→ **ПОСТАВЛЕННАЯ ЗАДАЧА A**:
На каком расстоянии от Тифлисской заставы стоял полк, которым командовал князь Дадиан, согласно предоставленному тексту?
→ **ПОСТАВЛЕННАЯ ЗАДАЧА B**:
Пожалуйста, дословно перепишите отрывок из предоставленного текста: начните с места, где стоят слова «11-го октября, после», и остановитесь после слов «массе об их уме.».

#### ПРЕДОСТАВЛЕННЫЙ ТЕКСТ ####

11-го октября, после развода, бывшего от сводного учебного батальона, и осмотра военного госпиталя, комиссариатского депо и [465] шелкомотальной фабрики, я принял грузинских князей и дворян, составлявших мой конвой и теперь содержавших караул перед моей комнатой. Они явились верхом на лучших своих конях и в богатейших нарядах, и соперничали между собою в скачке и в искусстве владеть оружием. Один ловчее другого, и между ними было немало таких, которые свели бы с ума наших дам.

“Вечером я присутствовал на довольно многолюдном бале. Дамы были большею частью в национальном костюме, скрадывающем талью и вообще не слишком грациозном, тогда как сами по себе многие из них блестят истинно восхитительною красотою, чего нельзя сказать, по крайней мере, в массе об их уме.

“Виденное мною в Грузии вообще довольно меня удовлетворило. Положение дорог и Гумрийская крепость свидетельствуют о попечительности барона Розена, но в администрации есть разные закоренелые без порядки, превосходящие всякое вероятие. Сенатор барон Ган, уже несколько месяцев ревизующий этот край, открыл множество вещей ужасных, которые, начавшись, впрочем, задолго до управления барона Розена, должны были до крайности раздражить здешнее население, сколько оно ни привыкло к слепой покорности. Везде страшное самоуправство и мошенничество. В числе прочих частей, и военные начальники позволяли себе неслыханные злоупотребления.

“Так князь Дадиан, зять барона Розена и мой флигель-адъютант, командовавший полком всего в 16-ти верстах от Тифлисской заставы, выгонял солдат и особенно рекрут рубить лес и косить траву, нередко еще в чужих помещичьих имениях, и потом промышлял этою своей добычей в самом Тифлисе, под глазами начальства; кроме того, он заставлял работать на себя солдатских жен и выстроил со своими солдатами, вместо казармы, мельницу, а в отпущенных ему на то значительных суммах даже не поделился с бедными нижними чинами; наконец этот молодчик сданных ему 200 человек рекрут, вместо того, чтобы обучать их строю, заставил, босых и не обмундированных, пасти своих овец, волов и верблюдов. Это было уже чересчур, и по дошедшему до меня о том первому сведению я в ту же минуту отправил на места моего флигель-адъютанта Васильчикова, исследованием которого все было раскрыто точно так, как я вам сейчас рассказал. В виду таких мерзостей надо было показать пример строгого взыскания.

#### ПОКАЗАННЫЕ ДАННЫЕ ####

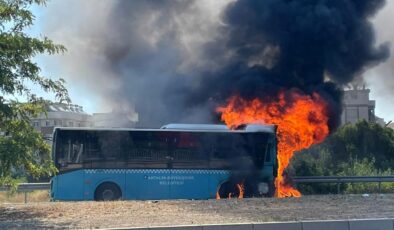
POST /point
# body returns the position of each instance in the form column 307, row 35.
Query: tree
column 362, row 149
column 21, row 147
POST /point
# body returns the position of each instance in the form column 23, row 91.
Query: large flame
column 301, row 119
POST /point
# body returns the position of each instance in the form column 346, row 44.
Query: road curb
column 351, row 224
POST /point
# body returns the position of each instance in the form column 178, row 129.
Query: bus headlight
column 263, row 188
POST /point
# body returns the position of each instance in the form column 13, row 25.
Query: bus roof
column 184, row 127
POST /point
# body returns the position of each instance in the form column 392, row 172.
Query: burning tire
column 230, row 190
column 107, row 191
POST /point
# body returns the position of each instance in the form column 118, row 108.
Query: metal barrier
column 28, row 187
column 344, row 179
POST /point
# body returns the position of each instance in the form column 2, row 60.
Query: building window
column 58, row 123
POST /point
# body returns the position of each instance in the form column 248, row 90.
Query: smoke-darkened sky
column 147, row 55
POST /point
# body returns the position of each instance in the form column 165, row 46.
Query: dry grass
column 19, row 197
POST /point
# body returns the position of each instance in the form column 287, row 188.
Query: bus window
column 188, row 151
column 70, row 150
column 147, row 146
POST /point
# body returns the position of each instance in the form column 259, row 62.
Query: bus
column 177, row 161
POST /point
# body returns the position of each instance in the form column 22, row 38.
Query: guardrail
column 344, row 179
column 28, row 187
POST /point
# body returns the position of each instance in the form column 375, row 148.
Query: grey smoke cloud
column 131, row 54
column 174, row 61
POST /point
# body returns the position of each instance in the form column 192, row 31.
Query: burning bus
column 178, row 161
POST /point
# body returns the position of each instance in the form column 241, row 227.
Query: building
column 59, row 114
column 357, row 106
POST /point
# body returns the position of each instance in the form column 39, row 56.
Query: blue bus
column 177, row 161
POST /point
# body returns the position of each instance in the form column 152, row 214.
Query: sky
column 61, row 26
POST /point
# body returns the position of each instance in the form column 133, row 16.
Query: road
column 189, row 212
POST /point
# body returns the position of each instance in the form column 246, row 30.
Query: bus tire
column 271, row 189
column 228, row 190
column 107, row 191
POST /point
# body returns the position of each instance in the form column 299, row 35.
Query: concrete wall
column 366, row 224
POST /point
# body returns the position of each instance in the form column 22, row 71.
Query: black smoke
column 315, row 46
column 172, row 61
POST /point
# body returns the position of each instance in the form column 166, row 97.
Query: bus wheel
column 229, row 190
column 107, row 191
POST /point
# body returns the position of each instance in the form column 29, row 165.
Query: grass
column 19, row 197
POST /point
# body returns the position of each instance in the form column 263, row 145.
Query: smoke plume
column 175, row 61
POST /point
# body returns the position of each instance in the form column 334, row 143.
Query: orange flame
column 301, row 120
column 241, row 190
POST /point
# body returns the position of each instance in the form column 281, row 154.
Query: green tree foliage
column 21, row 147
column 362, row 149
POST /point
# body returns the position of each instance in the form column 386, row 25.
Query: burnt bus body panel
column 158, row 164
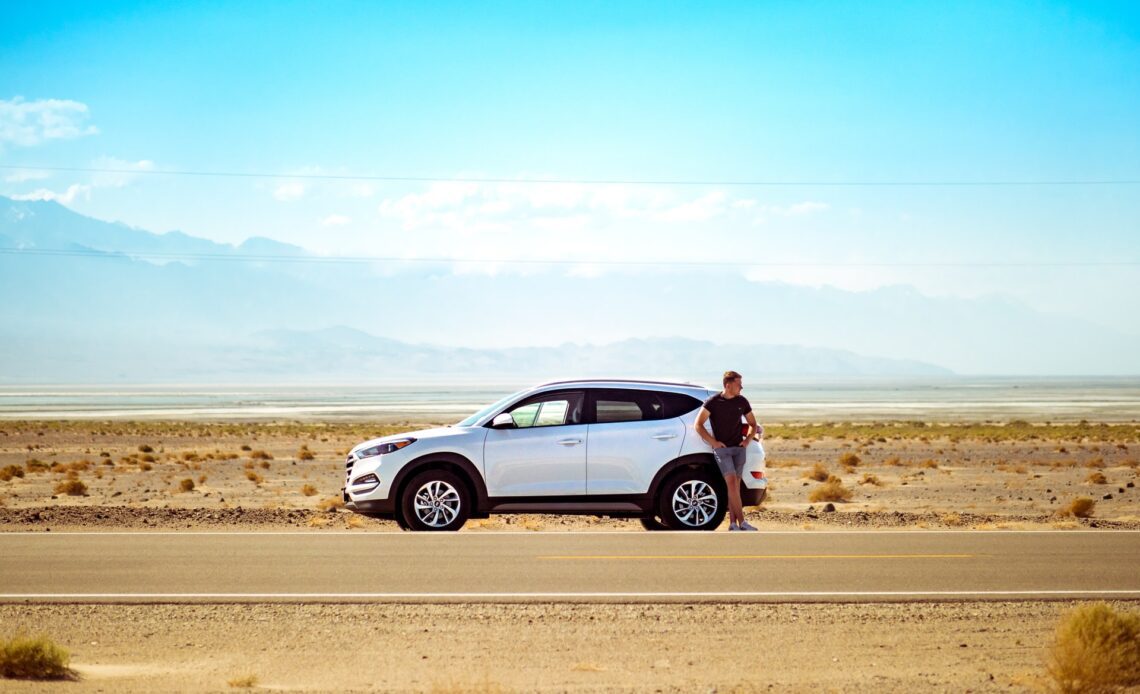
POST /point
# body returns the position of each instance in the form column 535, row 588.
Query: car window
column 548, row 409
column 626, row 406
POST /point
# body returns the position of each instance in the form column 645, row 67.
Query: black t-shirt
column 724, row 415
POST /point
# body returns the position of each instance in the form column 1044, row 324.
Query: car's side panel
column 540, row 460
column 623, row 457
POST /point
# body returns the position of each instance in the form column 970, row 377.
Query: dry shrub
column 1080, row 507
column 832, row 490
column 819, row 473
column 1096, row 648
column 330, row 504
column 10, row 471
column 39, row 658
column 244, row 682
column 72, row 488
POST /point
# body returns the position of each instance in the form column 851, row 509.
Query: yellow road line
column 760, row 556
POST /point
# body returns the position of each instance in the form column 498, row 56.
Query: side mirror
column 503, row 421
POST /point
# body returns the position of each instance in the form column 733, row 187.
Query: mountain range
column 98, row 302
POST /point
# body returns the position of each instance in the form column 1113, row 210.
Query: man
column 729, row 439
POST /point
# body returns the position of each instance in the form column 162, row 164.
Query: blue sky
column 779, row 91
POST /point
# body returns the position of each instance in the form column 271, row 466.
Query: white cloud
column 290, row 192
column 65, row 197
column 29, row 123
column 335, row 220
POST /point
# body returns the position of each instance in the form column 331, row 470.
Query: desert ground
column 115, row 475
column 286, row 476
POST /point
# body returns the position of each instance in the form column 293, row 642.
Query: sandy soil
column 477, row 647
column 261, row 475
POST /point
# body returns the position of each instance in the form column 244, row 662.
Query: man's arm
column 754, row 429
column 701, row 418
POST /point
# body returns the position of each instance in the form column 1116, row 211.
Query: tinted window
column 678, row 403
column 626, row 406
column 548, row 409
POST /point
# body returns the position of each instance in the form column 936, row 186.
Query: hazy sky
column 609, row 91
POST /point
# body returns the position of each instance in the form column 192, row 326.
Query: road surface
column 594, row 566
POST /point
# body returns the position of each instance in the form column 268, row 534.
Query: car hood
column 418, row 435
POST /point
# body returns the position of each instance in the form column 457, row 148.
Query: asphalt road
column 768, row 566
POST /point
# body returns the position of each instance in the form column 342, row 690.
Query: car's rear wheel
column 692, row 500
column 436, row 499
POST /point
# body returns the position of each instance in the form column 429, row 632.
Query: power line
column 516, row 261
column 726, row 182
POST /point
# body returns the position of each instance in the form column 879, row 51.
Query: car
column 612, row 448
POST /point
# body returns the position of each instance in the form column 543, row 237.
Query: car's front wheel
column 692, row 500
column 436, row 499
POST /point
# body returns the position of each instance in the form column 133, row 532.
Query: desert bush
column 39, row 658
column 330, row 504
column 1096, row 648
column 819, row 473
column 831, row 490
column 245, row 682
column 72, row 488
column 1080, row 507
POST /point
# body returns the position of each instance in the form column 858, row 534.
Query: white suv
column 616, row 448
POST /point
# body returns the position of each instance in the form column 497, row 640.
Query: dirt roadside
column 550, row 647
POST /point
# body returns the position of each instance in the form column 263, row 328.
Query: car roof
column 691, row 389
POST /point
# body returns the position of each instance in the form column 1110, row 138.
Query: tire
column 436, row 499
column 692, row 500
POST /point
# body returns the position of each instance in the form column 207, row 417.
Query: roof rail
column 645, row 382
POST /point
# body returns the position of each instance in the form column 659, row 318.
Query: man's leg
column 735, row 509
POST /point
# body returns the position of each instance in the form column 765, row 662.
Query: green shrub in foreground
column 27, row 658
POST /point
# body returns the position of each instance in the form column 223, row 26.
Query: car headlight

####

→ **ПРАВИЛЬНЫЙ ОТВЕТ A**:
Всего в 16-ти верстах.

→ **ПРАВИЛЬНЫЙ ОТВЕТ B**:
11-го октября, после развода, бывшего от сводного учебного батальона, и осмотра военного госпиталя, комиссариатского депо и [465] шелкомотальной фабрики, я принял грузинских князей и дворян, составлявших мой конвой и теперь содержавших караул перед моей комнатой. Они явились верхом на лучших своих конях и в богатейших нарядах, и соперничали между собою в скачке и в искусстве владеть оружием. Один ловчее другого, и между ними было немало таких, которые свели бы с ума наших дам.

“Вечером я присутствовал на довольно многолюдном бале. Дамы были большею частью в национальном костюме, скрадывающем талью и вообще не слишком грациозном, тогда как сами по себе многие из них блестят истинно восхитительною красотою, чего нельзя сказать, по крайней мере, в массе об их уме.